● **Selected extract**:
<<<<
Phoebe Waller Bridge, for instance, signed a deal with Amazon for £48 million in 2019. Despite her three year deal producing nothing, Amazon renewed her contract in 2023. Paying Waller Bridge £16 million a year to not produce anything was apparently less costly to Amazon than having a rival streaming service employ her. I’m no Jeff Bezos, but you don’t have to be to realise that is not a sustainable business model.

One screenwriter who wrote a nine-episode adaptation of a popular book for Amazon told me how, after reading the book, he informed the studio it would be better suited to five episodes but they weren’t interested. ‘They had allocated the budget for nine episodes so nine episodes it was’. The show did moderately well but was criticised for – you guessed it – being drawn out. As ever, a streaming service valued quantity over quality. 

A relevant point is that Amazon and Apple’s origins are as staggeringly successful retail outlets who ventured into production. There was no guarantee that throwing mountains of cash at talent would be a sure way of getting a hit. But they deemed it worth a shot.
>>>>
● **Data segment**:
<<<<
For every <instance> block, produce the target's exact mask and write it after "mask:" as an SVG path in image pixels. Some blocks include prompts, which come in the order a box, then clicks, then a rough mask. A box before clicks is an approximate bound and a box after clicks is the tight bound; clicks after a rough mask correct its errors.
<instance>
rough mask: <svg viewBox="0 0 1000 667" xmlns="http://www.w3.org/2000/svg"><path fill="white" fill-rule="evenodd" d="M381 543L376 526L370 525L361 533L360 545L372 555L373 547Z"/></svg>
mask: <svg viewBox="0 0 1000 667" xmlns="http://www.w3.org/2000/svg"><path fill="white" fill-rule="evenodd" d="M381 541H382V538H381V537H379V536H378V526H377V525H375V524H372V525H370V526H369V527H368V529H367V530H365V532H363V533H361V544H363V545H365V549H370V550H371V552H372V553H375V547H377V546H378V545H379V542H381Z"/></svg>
>>>>
● **Study questions**:
1 – Answer these from the passage on streaming deals above:
(a) What was the value of the deal Phoebe Waller Bridge signed with Amazon in 2019?
(b) How many episodes did the screenwriter tell the studio the book was better suited to?
(c) What does the passage say Amazon and Apple started out as?
2 – Please extend the passage on streaming deals above by a paragraph, beginning right after its final sentence.

● **Written responses**:
1 –
(a) £48 million.
(b) Five episodes.
(c) Staggeringly successful retail outlets that ventured into production.

2 –
In contrast, HBO, the oldest subscription television service, has had decades to build up an impressive collection of some of the most culturally important television shows of all time. Their success was built around making great television. The same can’t be said of Netflix, whose biggest achievement was content delivery rather than production. Amazon or Apple, unlike HBO, have gargantuan other revenue streams to sustain their commissioning of subpar television. And if you don’t really care about what you are creating, you may as well get a robot to do it for you.